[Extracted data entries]

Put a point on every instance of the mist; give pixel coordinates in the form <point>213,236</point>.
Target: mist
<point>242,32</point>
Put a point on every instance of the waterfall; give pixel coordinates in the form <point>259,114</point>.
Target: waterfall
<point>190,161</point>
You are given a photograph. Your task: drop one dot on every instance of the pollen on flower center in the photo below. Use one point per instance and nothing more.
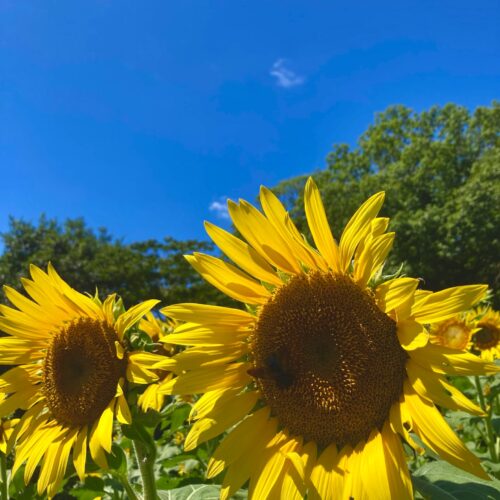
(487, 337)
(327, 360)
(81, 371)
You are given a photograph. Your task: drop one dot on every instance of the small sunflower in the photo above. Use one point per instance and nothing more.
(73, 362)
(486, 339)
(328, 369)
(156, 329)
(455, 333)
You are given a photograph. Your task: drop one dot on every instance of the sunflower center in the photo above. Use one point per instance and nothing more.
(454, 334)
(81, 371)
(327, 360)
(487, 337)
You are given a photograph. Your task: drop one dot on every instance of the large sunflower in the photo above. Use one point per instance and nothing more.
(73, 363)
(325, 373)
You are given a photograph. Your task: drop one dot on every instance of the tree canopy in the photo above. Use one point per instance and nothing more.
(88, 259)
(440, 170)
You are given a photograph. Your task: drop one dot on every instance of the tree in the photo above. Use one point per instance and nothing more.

**WRITTEN INSTRUCTION:** Could you return all of the material above line for line, without changing anything, but with the pictures left out?

**RESULT FOR THIS TASK:**
Put a point on every instance of the mist; give pixel coordinates in the form <point>213,236</point>.
Target: mist
<point>242,32</point>
Put a point on every instance of the waterfall; give pixel coordinates in the form <point>259,114</point>.
Target: waterfall
<point>190,161</point>
You are given a photograph. Your task: drop one dot on every instance of the pollen on flower center in the photo below. Use one point per instance and nothing more.
(487, 337)
(327, 360)
(81, 371)
You are given a photograph. Your task: drop one dot on every instance of the small sunflower in the photo above. Use one point per instance and nothing more.
(73, 362)
(486, 339)
(328, 369)
(156, 329)
(455, 333)
You are given a photograph. Your task: drop one dot on every instance of the sunflower center in the photo above. Use one point per instance and nothing more.
(454, 334)
(81, 371)
(327, 360)
(487, 337)
You are given a photograph. Your task: drop one dot on every instance of the large sunflower in the photo above. Use one point per instance and nothing more.
(73, 363)
(325, 373)
You are given a photograph. Your task: drop one dot on every instance of the tree canopy in the photo above. Use one point per instance and nothing more.
(88, 259)
(440, 170)
You are given a photograph. Your task: drop one dot on every instance of the tree in the photo above. Use one point per instance and nothing more.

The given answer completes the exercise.